Exercise tasks -
[a] Copy out the part of the passage on Ramadan and Shabbat gatherings moved online that opens with the words containing "This is the" and closes with "an ideal match.".
[b] For each statement below, say yes or no as to whether it agrees with the passage on Ramadan and Shabbat gatherings moved online, and quote the words that decide it. (i) NBIC hands out curbside meals on weekends. (ii) The theme of this year's NBIC Ramadan Program is "Faith Beyond Walls." (iii) More than 200 people took part in the Passover seders.

In the absence of the use of the physical space of the mosque, NBIC has implemented various online programs through YouTube and social media platforms. Every morning and evening, prayers are recited live online. The recitation of the whole Quran during the month, an essential part of the Ramadan experience, is done every evening. There are daily programs for children, youth and adults, as well as weekend late-night virtual spiritual gatherings. Community members also share photos and messages of their home Ramadan experience on various social media platforms, in order to keep them connected.  Curbside meals are distributed on weekends for the community to eat at home. This gives members the ability to share in a meal together, even though they are separated in their homes. Opportunities for service and generosity are provided online for people to give, and volunteers from the community deliver food to homes as well as provide financial assistance to those in need.

This is the first time in history that the Muslim community worldwide has been deprived of the use of the mosque for its spiritual growth during this month. This unique situation, however, has also provided opportunities for people to facilitate their spiritual experience in their own homes. Recognizing this opportunity, the NBIC Ramadan Program theme this year is “Community Begins at Home”. While we anxiously await to safely return to our mosque, we understand that God’s Mercy and the ability to reach Him is not confined to a physical sanctified space

Julie Roth
Rabbi Julie Roth is the Executive Director of the Center for Jewish Life – Princeton Hillel and the Jewish Chaplain of Princeton University. Rabbi Julie enjoys nothing more than meeting with students, faculty, and alumni, and her passion for pluralism, Jewish life, and multi-culturalism make campus work an ideal match.

On May 13th, in a dining hall usually bustling with more than 150 college students singing the Shabbat blessings and catching up, less than 50 sat spread out every third seat. We were all somber and shocked that the Center for Jewish Life – Princeton Hillel would close down that evening for the rest of the semester.

No one knew what was next, what a college Jewish community looks like with students at home, scattered around the United States. We could not have imagined our Reform, Conservative, and Orthodox Friday night Shabbat services continuing weekly, over Zoom, modified but still with student insights into the Torah and spirited singing.  Like many, we adapted, taking advantage of chat rooms for discussions and meals for those who were alone. The Passover seders were surprisingly meaningful. 239 students, parents, alumni, and community members celebrated together – a larger, more diverse group that could never have gathered if the seders were in person, in Princeton.

Study material -
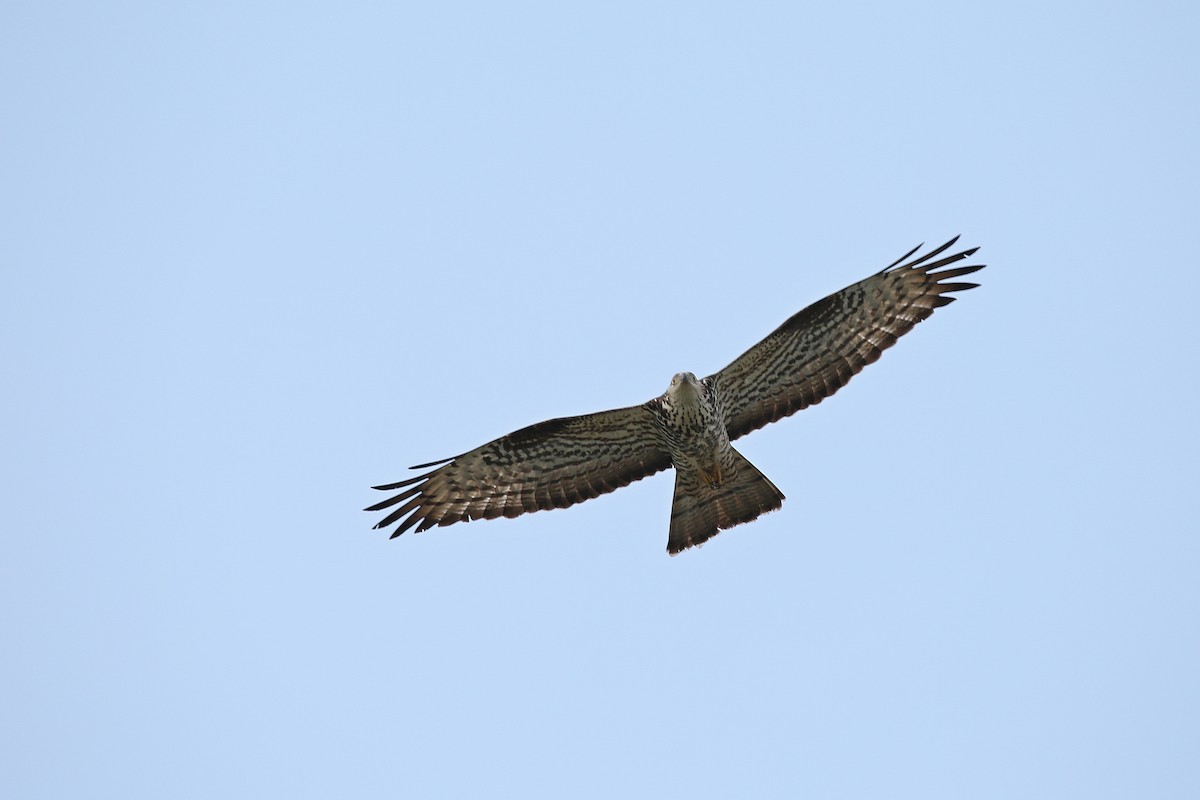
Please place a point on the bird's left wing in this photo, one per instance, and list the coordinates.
(552, 464)
(821, 348)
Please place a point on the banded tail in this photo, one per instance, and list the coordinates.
(700, 511)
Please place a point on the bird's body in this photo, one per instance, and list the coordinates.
(561, 462)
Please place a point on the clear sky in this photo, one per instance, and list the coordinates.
(261, 257)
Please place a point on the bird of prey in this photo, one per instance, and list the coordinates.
(561, 462)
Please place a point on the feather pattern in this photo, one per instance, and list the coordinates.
(552, 464)
(821, 348)
(561, 462)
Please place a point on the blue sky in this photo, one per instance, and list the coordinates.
(261, 257)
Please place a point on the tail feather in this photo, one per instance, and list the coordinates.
(700, 511)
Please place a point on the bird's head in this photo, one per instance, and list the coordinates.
(684, 389)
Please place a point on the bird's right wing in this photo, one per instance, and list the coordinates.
(821, 348)
(552, 464)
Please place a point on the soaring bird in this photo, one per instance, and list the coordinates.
(561, 462)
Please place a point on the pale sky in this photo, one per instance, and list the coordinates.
(261, 257)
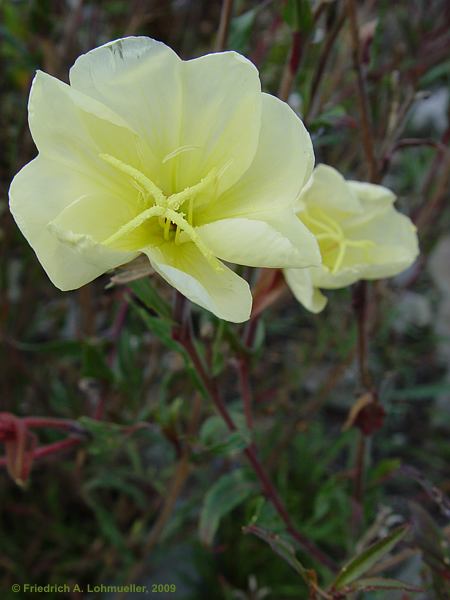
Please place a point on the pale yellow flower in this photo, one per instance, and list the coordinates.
(187, 162)
(360, 233)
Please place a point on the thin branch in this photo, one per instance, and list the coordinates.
(224, 25)
(175, 488)
(323, 59)
(363, 104)
(291, 67)
(250, 452)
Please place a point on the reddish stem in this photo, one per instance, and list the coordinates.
(250, 452)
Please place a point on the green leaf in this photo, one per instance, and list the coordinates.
(216, 438)
(106, 437)
(298, 15)
(108, 527)
(281, 547)
(240, 30)
(369, 584)
(227, 493)
(368, 558)
(94, 364)
(143, 289)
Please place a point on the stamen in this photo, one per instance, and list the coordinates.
(166, 229)
(148, 185)
(178, 151)
(340, 257)
(179, 220)
(154, 211)
(176, 200)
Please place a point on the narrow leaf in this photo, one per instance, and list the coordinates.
(368, 558)
(369, 584)
(227, 493)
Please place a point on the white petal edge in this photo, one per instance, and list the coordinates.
(281, 167)
(223, 293)
(38, 193)
(301, 285)
(277, 242)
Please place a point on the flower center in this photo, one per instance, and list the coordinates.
(331, 237)
(174, 213)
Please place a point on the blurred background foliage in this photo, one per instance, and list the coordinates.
(155, 490)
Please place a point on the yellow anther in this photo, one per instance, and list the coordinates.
(154, 211)
(179, 220)
(144, 182)
(176, 200)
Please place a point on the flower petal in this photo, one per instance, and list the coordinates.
(140, 79)
(221, 114)
(38, 194)
(222, 292)
(70, 127)
(301, 285)
(279, 241)
(327, 189)
(283, 163)
(395, 245)
(195, 115)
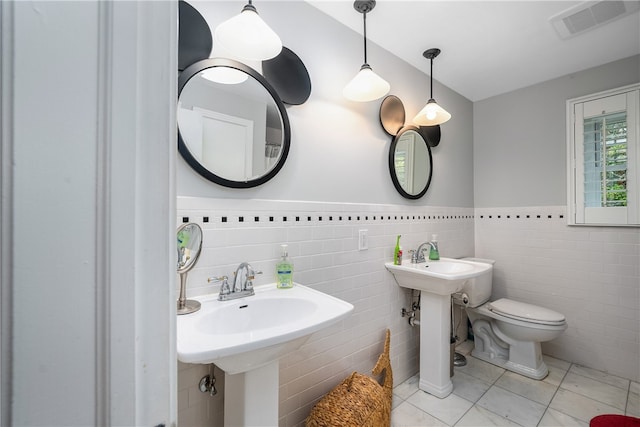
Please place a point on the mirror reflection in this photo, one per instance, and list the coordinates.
(233, 128)
(410, 163)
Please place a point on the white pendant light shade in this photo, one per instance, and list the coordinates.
(248, 36)
(229, 75)
(366, 86)
(432, 114)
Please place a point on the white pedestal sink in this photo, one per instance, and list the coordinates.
(436, 281)
(246, 337)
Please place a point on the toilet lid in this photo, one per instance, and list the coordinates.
(527, 312)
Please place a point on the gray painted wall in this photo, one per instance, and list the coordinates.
(339, 150)
(520, 137)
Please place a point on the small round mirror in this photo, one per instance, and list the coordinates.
(233, 128)
(410, 163)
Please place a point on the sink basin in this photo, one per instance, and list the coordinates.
(436, 280)
(443, 277)
(247, 333)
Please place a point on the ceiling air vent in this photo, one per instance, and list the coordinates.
(589, 15)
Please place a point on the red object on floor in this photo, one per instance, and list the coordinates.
(611, 420)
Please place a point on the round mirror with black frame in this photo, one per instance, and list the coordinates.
(233, 128)
(410, 162)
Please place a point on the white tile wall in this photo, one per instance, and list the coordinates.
(322, 239)
(590, 274)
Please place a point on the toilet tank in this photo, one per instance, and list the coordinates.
(478, 289)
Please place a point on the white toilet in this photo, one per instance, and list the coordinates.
(508, 333)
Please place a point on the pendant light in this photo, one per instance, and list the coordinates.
(247, 36)
(366, 85)
(432, 114)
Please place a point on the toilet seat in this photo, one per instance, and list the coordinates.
(526, 312)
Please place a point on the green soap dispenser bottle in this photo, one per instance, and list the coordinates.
(284, 270)
(434, 254)
(397, 253)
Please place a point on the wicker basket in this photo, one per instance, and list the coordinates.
(358, 401)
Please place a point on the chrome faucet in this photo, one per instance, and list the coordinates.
(242, 283)
(418, 255)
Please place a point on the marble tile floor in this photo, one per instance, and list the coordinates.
(487, 395)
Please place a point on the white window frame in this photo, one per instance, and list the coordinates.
(578, 213)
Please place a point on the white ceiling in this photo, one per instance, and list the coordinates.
(488, 47)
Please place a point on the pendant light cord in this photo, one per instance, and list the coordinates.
(431, 78)
(364, 22)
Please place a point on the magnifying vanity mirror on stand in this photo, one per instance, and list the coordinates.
(189, 247)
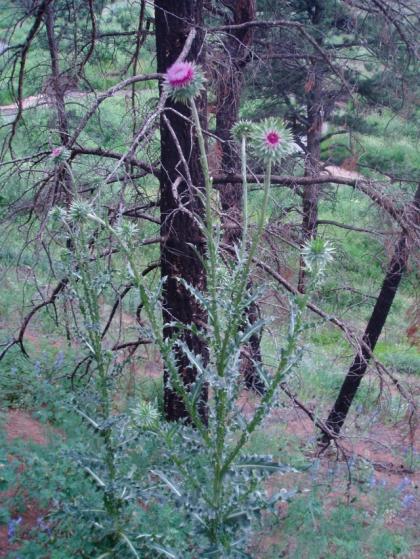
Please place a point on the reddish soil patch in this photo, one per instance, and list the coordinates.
(20, 425)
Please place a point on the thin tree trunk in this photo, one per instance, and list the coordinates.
(184, 242)
(63, 182)
(314, 104)
(380, 312)
(234, 58)
(312, 164)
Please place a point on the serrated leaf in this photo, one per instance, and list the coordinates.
(129, 545)
(164, 550)
(262, 464)
(253, 329)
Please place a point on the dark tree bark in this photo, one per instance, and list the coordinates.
(184, 241)
(56, 88)
(230, 78)
(380, 312)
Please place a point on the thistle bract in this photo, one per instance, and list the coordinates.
(243, 129)
(271, 141)
(183, 81)
(316, 254)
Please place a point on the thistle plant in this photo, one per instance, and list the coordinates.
(203, 468)
(107, 459)
(208, 471)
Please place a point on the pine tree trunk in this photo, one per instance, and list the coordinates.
(380, 312)
(184, 241)
(312, 163)
(234, 58)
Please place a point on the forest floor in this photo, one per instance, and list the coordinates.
(382, 446)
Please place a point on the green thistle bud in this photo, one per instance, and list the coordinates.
(242, 129)
(184, 81)
(272, 141)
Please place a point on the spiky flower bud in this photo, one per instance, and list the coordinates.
(184, 81)
(272, 141)
(145, 415)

Answers for this exercise -
[a]
This is the first time in history that the Muslim community worldwide has been deprived of the use of the mosque for its spiritual growth during this month. This unique situation, however, has also provided opportunities for people to facilitate their spiritual experience in their own homes. Recognizing this opportunity, the NBIC Ramadan Program theme this year is “Community Begins at Home”. While we anxiously await to safely return to our mosque, we understand that God’s Mercy and the ability to reach Him is not confined to a physical sanctified space

Julie Roth
Rabbi Julie Roth is the Executive Director of the Center for Jewish Life – Princeton Hillel and the Jewish Chaplain of Princeton University. Rabbi Julie enjoys nothing more than meeting with students, faculty, and alumni, and her passion for pluralism, Jewish life, and multi-culturalism make campus work an ideal match.

[b]
(i) Yes: "Curbside meals are distributed on weekends for the community to eat at home."
(ii) No: "the NBIC Ramadan Program theme this year is “Community Begins at Home”"
(iii) Yes: "239 students, parents, alumni, and community members celebrated together"